▶ [THE EXERCISE]: Write out the passage of the article on hybrid contact centers starting with "What we’ve coined" and going on through "switch between both.", swapping "home workers" for "remote workers".

▶ [SELECTED EXCERPT]:

>>>>

Is Your Contact Center Prepared For Hybrid Work?

August 24, 2022 | 9 min read

What we’ve coined as the future of work is quickly becoming the now. Learning from what works and what doesn’t, we now have a combination of home workers, office employees, and some who switch between both. 

It’s this blend of staff that makes up the new term, hybrid workforce. 

But unlike a standard “desk worker,” the contact center agent has a unique role where working from anywhere other than the standard location becomes tricky.

Not only are agents dealing with customers from another location, now their supervisors and colleagues aren’t within earshot. 

The camaraderie and competitiveness disappear when everyone is no longer sitting together. It becomes harder to escalate queries. 

Operating a contact center in the hybrid workplace is a challenge.

We can split the broader challenge into two key areas:

  1. Cultural challenges.
  2. Technical challenges.

Let’s address what makes up these challenges so you can put a plan together.

Cultural challenges of running a hybrid workforce include Asking for help, Escalating problems, Healthy team competition, Boost morale, Prevent burnout. Technical challenges of running a hybrid workforce include Desk space, Equipment, Bandwidth, Data security, Performance reporting.

Cultural challenges in the hybrid contact center

Cultural challenges are those that concern people. Be it an agent-supervisor relationship or the approach to dealing with impatient customers.

To maintain the same (or better) customer experience, we must identify differences between how teams will work when changing styles and locations of work.

Here are the top five cultural challenges to think about when implementing a hybrid contact center.

1. Asking for help

When everyone is sitting together in an office, a tap on the shoulder or a wave of a hand is the simplest process when it comes to asking for help. Whether it’s a colleague or supervisor, you can literally walk over to them.

Now, this sounds ideal on the face of it. But put yourself in the shoes of the agent who’s been interrupted. They can’t answer calls or do any admin work if they’re helping someone else. And the routine of asking for help instead of learning can become habitual.

It’s not the case that agents shouldn’t ask for help. But, even when working in different locations, technology can help create a formal, productive process for getting help with an irate customer or technical query.

Solution? Skills-based call routing removes the chance of an agent receiving a call about a product or service they’re unfamiliar with.

Secondly, you need the right kind of back-end communications software platform that joins up staff and enables genuine collaboration.

<<<<

▶ [DATA LISTING]:
>>>>

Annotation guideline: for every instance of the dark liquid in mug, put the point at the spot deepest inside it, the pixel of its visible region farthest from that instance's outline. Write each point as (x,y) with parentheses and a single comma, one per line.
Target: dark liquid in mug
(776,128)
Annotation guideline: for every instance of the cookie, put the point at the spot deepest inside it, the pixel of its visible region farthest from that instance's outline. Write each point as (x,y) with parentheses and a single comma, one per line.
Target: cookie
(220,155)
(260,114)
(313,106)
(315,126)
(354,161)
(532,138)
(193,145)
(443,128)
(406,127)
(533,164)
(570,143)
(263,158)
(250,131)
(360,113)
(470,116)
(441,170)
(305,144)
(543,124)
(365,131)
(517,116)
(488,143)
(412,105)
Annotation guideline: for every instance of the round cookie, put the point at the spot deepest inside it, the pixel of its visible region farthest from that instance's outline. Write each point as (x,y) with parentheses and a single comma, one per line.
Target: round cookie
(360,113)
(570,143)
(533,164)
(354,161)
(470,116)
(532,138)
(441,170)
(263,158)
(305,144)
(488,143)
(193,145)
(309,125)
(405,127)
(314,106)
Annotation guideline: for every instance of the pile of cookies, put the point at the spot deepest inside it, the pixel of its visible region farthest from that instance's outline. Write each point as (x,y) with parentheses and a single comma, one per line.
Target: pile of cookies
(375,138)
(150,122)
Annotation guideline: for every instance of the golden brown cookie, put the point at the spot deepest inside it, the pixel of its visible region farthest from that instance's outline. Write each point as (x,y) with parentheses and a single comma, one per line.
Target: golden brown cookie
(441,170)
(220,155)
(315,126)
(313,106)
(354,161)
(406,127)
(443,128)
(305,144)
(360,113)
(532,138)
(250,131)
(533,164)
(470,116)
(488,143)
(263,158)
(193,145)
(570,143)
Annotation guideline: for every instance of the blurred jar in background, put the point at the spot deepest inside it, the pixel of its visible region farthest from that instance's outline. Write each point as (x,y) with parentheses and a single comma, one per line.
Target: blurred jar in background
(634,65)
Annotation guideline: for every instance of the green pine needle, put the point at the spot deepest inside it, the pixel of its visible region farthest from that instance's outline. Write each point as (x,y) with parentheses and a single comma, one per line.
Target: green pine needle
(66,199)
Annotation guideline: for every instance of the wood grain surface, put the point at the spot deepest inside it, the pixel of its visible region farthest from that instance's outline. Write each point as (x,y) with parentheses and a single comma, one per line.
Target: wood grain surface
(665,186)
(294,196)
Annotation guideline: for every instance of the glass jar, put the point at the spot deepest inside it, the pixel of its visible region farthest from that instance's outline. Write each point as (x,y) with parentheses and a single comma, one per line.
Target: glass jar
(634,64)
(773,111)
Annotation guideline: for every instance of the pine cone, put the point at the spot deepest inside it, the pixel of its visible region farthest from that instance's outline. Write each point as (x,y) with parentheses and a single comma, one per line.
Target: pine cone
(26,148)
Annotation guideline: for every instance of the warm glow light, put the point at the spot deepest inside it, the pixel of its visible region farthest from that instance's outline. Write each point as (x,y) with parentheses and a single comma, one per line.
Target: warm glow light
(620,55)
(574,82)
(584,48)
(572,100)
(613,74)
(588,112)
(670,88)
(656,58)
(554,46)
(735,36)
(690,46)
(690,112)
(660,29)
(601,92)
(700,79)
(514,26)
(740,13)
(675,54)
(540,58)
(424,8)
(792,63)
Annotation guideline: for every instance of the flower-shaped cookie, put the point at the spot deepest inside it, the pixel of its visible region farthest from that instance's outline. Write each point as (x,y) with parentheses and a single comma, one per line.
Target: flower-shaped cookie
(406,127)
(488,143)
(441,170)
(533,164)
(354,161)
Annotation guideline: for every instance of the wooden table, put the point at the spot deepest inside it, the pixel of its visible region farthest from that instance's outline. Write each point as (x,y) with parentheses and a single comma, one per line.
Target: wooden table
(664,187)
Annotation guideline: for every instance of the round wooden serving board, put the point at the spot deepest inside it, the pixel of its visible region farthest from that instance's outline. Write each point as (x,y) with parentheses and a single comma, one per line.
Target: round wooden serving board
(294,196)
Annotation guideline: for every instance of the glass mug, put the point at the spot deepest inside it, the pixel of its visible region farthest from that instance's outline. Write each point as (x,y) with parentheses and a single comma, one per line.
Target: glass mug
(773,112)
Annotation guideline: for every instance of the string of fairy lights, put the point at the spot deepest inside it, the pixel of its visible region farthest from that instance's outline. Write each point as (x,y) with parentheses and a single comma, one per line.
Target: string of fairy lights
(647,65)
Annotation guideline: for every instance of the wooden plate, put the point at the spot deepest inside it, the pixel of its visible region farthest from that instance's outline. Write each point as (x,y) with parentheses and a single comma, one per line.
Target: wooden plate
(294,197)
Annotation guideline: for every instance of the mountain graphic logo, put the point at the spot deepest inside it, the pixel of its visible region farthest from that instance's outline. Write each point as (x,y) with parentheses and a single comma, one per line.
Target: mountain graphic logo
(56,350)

<<<<

▶ [ANSWER TO THE TASK]:
What we’ve coined as the future of work is quickly becoming the now. Learning from what works and what doesn’t, we now have a combination of remote workers, office employees, and some who switch between both.